(Point annotation dataset records)

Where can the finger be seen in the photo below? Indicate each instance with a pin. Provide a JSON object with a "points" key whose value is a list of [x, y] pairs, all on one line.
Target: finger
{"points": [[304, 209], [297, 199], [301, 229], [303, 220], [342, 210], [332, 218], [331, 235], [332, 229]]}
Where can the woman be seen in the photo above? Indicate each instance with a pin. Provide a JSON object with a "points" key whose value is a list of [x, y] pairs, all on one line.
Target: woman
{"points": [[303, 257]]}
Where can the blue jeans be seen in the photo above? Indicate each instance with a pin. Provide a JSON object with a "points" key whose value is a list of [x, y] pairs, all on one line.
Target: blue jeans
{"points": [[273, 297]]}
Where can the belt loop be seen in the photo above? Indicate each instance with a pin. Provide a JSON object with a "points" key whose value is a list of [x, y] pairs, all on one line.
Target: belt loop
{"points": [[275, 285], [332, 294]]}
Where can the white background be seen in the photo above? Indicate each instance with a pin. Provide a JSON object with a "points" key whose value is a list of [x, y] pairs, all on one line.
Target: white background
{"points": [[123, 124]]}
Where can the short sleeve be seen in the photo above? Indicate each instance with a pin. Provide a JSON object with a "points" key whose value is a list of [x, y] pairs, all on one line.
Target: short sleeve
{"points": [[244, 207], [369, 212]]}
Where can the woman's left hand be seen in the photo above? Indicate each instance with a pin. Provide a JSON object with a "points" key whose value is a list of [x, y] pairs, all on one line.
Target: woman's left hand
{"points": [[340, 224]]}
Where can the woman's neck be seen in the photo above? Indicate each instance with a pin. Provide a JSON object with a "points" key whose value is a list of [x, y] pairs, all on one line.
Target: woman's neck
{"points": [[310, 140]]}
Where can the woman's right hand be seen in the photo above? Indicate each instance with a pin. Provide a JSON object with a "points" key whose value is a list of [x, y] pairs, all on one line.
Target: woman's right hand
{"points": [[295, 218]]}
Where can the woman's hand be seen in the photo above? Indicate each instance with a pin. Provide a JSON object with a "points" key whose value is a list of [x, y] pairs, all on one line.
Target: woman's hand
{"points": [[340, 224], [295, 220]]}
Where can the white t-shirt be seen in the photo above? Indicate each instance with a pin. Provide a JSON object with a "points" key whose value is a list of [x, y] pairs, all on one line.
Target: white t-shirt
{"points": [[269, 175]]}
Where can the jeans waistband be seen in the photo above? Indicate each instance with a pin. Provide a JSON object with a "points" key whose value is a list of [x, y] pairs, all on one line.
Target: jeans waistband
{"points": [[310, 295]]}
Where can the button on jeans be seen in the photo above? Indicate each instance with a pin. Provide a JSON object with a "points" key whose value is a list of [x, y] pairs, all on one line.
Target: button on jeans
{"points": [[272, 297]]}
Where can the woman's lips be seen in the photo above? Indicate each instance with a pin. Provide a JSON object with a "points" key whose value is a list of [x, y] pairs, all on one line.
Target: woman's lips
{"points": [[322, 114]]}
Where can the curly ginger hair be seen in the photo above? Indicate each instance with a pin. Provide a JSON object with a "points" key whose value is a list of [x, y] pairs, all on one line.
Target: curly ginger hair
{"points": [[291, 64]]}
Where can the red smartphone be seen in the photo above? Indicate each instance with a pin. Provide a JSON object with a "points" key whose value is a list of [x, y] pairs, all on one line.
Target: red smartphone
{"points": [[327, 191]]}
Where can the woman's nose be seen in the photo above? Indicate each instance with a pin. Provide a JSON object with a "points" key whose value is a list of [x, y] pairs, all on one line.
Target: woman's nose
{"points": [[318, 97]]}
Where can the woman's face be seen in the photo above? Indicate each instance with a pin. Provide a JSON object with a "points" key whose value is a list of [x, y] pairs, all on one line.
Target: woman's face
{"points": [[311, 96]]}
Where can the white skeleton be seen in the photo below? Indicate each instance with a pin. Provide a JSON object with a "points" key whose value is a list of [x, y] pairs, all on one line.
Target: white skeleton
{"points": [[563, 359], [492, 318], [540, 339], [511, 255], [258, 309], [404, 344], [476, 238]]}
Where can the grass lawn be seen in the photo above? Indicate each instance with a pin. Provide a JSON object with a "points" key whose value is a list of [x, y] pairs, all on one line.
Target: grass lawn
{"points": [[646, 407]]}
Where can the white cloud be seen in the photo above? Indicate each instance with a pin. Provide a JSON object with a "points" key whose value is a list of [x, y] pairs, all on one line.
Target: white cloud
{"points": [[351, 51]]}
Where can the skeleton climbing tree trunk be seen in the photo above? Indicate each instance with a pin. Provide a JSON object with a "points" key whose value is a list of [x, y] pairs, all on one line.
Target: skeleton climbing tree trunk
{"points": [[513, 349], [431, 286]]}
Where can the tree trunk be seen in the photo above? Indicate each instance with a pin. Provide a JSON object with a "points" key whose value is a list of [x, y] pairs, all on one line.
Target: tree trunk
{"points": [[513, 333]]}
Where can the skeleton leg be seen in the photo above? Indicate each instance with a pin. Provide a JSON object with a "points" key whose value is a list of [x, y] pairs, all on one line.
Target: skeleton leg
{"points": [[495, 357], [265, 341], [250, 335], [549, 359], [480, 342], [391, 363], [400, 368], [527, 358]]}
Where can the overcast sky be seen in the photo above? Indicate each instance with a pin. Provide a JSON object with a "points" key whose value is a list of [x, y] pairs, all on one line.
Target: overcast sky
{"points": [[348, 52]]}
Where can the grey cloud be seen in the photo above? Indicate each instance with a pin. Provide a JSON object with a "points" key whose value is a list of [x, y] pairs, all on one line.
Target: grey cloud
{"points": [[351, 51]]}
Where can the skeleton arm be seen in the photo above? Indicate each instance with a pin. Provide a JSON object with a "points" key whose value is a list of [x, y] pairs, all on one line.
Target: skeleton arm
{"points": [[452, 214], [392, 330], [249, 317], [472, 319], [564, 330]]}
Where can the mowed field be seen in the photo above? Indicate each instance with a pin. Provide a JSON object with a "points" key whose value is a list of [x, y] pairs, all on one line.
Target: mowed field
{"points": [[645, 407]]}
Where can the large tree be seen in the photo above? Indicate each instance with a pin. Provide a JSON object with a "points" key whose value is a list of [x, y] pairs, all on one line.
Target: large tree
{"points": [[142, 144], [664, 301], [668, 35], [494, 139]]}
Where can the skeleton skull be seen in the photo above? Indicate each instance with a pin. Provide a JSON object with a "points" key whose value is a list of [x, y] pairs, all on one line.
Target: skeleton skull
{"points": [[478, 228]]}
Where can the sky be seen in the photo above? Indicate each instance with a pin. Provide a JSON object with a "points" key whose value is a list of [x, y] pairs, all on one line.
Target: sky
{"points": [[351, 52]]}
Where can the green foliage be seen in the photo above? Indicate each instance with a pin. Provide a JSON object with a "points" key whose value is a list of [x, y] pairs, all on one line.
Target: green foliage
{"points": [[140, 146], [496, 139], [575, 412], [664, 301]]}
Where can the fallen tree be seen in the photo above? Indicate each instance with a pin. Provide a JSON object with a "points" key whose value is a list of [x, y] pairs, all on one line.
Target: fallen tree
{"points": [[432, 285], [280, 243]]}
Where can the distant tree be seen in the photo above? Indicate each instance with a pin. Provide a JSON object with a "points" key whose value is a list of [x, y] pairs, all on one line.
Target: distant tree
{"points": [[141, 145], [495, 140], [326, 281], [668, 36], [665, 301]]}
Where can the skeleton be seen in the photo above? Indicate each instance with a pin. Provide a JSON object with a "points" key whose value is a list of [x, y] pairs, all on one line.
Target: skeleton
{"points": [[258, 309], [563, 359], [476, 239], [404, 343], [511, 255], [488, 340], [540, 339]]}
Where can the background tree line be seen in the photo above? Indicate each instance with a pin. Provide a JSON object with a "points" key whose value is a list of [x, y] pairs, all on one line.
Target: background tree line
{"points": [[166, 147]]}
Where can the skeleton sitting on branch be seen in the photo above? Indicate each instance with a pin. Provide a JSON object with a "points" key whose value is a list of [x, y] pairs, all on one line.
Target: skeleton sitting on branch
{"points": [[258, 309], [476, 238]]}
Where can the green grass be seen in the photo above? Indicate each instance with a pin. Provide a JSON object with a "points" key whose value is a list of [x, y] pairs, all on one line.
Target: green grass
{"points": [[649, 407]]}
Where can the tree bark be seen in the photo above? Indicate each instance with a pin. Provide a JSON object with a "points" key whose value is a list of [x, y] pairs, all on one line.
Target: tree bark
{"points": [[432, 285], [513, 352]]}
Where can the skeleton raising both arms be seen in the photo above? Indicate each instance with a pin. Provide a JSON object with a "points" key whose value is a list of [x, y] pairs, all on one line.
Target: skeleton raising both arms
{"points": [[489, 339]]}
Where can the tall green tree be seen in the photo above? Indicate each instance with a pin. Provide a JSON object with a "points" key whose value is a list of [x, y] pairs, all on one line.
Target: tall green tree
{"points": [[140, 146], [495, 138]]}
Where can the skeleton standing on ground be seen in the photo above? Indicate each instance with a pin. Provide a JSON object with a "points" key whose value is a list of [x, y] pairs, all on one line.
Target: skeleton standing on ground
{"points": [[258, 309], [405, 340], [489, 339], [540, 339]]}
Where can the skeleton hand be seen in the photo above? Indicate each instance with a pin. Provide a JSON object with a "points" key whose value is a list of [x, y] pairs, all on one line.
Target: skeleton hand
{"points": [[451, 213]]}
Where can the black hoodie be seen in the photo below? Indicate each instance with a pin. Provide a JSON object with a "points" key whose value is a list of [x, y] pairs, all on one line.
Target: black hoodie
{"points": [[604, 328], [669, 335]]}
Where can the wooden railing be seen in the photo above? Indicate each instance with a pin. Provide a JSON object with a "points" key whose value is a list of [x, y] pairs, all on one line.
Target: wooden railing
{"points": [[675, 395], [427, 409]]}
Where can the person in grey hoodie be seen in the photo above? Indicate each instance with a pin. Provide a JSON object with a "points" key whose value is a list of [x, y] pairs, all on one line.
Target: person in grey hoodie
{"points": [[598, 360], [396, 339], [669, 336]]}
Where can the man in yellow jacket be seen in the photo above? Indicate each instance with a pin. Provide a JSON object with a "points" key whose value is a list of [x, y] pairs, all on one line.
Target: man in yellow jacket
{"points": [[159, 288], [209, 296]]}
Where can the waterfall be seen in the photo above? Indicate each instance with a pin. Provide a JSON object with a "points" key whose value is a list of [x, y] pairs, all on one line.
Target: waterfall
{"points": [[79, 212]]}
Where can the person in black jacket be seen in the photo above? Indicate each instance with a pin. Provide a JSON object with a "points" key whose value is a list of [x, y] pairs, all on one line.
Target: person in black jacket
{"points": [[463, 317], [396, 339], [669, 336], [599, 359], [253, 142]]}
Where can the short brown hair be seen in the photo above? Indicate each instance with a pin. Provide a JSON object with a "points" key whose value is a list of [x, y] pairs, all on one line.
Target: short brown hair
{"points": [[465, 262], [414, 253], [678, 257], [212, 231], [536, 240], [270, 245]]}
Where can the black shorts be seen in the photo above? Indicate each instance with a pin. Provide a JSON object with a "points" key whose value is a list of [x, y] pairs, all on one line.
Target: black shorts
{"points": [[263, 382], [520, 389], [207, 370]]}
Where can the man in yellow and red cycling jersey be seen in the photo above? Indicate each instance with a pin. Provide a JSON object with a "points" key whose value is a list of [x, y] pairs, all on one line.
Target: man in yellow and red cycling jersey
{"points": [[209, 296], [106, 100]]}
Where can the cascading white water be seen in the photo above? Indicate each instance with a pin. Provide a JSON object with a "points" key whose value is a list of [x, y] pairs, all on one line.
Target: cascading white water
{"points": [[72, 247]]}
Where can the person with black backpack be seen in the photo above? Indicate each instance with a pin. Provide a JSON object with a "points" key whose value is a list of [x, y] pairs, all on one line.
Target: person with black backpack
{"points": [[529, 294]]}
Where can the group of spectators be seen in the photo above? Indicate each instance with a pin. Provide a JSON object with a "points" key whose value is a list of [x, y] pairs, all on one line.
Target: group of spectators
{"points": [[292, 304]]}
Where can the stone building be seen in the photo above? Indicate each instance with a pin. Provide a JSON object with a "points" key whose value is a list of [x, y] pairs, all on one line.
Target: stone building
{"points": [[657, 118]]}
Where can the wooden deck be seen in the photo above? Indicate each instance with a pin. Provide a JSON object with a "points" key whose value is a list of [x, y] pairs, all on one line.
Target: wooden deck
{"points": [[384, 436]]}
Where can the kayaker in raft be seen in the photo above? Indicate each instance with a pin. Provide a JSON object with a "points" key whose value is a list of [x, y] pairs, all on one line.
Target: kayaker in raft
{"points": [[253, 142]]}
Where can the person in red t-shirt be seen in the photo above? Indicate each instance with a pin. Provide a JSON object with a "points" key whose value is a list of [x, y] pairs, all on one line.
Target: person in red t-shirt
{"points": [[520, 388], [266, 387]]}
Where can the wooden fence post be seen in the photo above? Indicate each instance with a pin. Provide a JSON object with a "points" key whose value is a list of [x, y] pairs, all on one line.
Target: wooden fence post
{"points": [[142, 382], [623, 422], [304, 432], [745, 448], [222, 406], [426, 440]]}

## WRITTEN PROBLEM
Reproduce the records above exactly, starting with the line that contains "Where can the person with" and ending with the last line.

## WRITTEN RESPONSE
Where can the person with black backpack be seen in the photo above? Indicate each instance with a pin. Provide a JSON object with a "points" key whose value is a list of [x, y] pairs, all on one line.
Target: person with black backpack
{"points": [[529, 294]]}
Where can the group of spectators be seen in the photo above? Indicate each instance with a pin. Provide a JSON object with a "points" key whose value is a list of [x, y] pairs, all on one line.
Target: group of spectators
{"points": [[292, 304]]}
Where can the stone building be seen in the photo above? Indicate each instance with a pin. Provide a JSON object with a "points" key whose value is a list of [x, y] pairs, all on one line.
Target: stone building
{"points": [[657, 118]]}
Where can the wooden deck be seen in the photo above? Indicate each instance with a pin. Provide a JSON object with a "points" key whose value is a list of [x, y] pairs, all on one line.
Target: wooden deck
{"points": [[384, 436]]}
Where can the kayaker in raft be seen in the photo above? Indicate each instance with a pin. Provide a JSON object with a "points" key whose value is a list of [x, y] pairs, all on one line.
Target: kayaker in raft
{"points": [[253, 142]]}
Where can the person in red t-shirt be seen in the photo above? Indicate each instance with a pin. Provide a JSON object with a "points" key whose value is a list of [x, y] pairs, all on one line.
Target: person in red t-shirt
{"points": [[520, 388], [266, 387]]}
Where can the wooden fence post be seen in the photo above? Indicate each instance with a pin. Provide a JSON object with a "points" key whose value is a list of [x, y] pairs, all on one line.
Target: wooden fence post
{"points": [[142, 382], [623, 422], [304, 432], [745, 448], [222, 406], [426, 440]]}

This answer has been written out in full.